§ Text shown
*****
Cultures around the world have different traditions in which people express thankfulness. Whether it is a national day of thanks or a moment observed before a daily meal, thankfulness feels hardwired into our humanity.

While many of us know the World Health Organization as a leader in areas such as combating infectious disease and advocating for global standards for air and water quality, most of are unfamiliar with WHO’s definition of good health: “Health is a state of complete physical, mental and social well-being and not merely the absence of disease or infirmity.”1 Álvaro Tala, of the University of Chile in Santiago reminds us that “gratitude is one of the concepts most commonly associated with well-being from the empirical point of view.”2

Researchers have studied thankfulness and its cousin, gratitude, to understand more about physical and psychological reactions they spark in our bodies. What they have learned is cultivation of thankfulness can bring about positive improvements in people’s physical and mental health—almost like taking a magical drug that does not require any FDA approval! Here are just some of the documented benefits:

Better Sleep

A team from the University of Manchester in the U.K. studied sleep quality and found that people who demonstrate gratitude as a personality trait had better subjective sleep quality and sleep duration, took less time to fall asleep, and showed less daytime dysfunction.3

Better Sleep, Lower Blood Pressure, Better Well-being 

Subjects who participated in a two-week gratitude training program compared to subjects who did not receive training were studied by a team from University College London. The gratitude group showed increased sleep quality, reductions in diastolic blood pressure, and subjective well-being.4

Gratitude Is Reflected in Brain Circuitry

An international team from Australia, Israel, and the U.S. studied what happens in our brains when we experience gratitude. The team induced feelings of gratitude in study subjects while they underwent brain scanning in an MRI machine. During the MRI scans, subjects heard powerful videotaped testimonies of Holocaust survivors who expressed gratitude for their own lives being saved or helped by receiving food, clothing, or shelter. The scans showed increased—or brighter—brain activity in the anterior cingulate cortex and the medial prefrontal cortex. These are areas of the brain associated with morality and empathy. The research report stated that, “The results provide a window into the brain circuitry for moral cognition and positive emotion that accompanies the experience of benefitting from the goodwill of others.”5

 

It might sound like a stretch, but Albert Schweitzer, who lived long before anyone could do an MRI, may have anticipated this when he said, “At times our own light goes out and is rekindled by a spark from another person. Each of us has cause to think with deep gratitude of those who have lighted the flame within us.”6

As each of us takes stock of the health and well-being of ourselves, our families, and our communities, it is a good time to consider the conclusion by the authors of the MRI study described above: “In the historical setting of the Holocaust, in which receiving even a small gift could mean another day of survival, our results serve as reminders that in the midst of tragedy there can be acts of compassion, sacrifice, and profound human dignity.”5

Be the spark!
*****
§ Listed entries
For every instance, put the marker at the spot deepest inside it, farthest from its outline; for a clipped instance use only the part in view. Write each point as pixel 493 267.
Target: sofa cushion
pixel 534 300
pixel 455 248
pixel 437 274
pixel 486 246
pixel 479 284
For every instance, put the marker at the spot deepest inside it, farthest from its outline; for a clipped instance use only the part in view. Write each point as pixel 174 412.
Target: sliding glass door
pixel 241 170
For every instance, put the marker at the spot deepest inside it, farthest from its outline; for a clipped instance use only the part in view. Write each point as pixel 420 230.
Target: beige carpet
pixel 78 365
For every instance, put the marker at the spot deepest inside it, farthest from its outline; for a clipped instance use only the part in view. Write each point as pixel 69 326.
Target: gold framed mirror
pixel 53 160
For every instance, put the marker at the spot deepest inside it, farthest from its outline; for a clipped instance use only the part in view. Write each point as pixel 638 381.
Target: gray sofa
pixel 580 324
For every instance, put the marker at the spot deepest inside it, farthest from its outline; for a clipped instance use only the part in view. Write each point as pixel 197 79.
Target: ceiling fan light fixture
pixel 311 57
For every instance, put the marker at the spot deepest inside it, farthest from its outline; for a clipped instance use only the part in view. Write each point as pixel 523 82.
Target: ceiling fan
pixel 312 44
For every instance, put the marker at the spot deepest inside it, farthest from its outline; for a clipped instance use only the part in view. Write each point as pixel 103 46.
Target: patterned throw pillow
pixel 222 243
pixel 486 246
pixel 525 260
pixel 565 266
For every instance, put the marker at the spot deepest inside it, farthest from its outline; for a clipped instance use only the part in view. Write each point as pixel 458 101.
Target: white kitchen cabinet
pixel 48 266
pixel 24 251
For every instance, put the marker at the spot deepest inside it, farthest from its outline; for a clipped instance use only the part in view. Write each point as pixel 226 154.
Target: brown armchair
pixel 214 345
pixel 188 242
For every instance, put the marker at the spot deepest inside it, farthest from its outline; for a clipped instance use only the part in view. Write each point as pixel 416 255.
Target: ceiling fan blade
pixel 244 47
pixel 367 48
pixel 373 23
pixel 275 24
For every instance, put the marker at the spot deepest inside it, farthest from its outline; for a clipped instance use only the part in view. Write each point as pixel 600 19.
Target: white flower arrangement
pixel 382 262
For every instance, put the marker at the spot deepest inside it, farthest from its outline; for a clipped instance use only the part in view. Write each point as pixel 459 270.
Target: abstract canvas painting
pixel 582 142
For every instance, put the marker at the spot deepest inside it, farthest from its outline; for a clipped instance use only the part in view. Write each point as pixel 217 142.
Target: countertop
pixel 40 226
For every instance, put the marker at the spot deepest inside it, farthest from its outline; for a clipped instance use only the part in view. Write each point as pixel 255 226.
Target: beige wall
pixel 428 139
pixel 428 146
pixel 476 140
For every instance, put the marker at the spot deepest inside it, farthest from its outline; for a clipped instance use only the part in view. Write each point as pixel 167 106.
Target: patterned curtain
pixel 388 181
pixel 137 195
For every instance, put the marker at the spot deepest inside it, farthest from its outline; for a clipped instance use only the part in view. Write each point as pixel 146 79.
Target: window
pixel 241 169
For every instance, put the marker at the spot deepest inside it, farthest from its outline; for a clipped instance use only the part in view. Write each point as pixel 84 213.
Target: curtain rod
*****
§ What you will do
1 - In the gratitude article, which two brain areas showed increased activity during the MRI scans?
2 - Please resume the gratitude article after its closing line, "Be the spark!"

§ Answers in order
1 - The anterior cingulate cortex and the medial prefrontal cortex.

2 -
Sources

1World Health Organization. Who We Are: Constitution.

2Tala Á. Thanks for everything: a review on gratitude from neurobiology to clinic. Revista Médica de Chile 2019;147(6): 755-761.

3Wood AM, Joseph S, Lloyd J, Atkins S. Gratitude influences sleep through the mechanism of pre-sleep cognitions. Journal of Psychosomatic Research. 2009 Jan;66(1):43-8.

4Jackowska M, Brown J, Ronaldson A, Steptoe A. The impact of a brief gratitude  intervention on subjective well-being, biology and sleep. Journal of Health Psychology. 2016 Oct;21(10):2207-17.

5Fox GR, Kaplan J, Damasio H, Damasio A. Neural correlates of gratitude. Frontiers in Psychology. 2015 Sep 30;6:1491.

6Greenberg M. The Seven Best Gratitude Quotes: Develop A Gratitude Practice to Open Your Heart and Rewire Your Brain. Psychology Today. 23 November 2011.

VIDEO: BrainCraft. The Amazing Effects of Gratitude. 26 November 2015.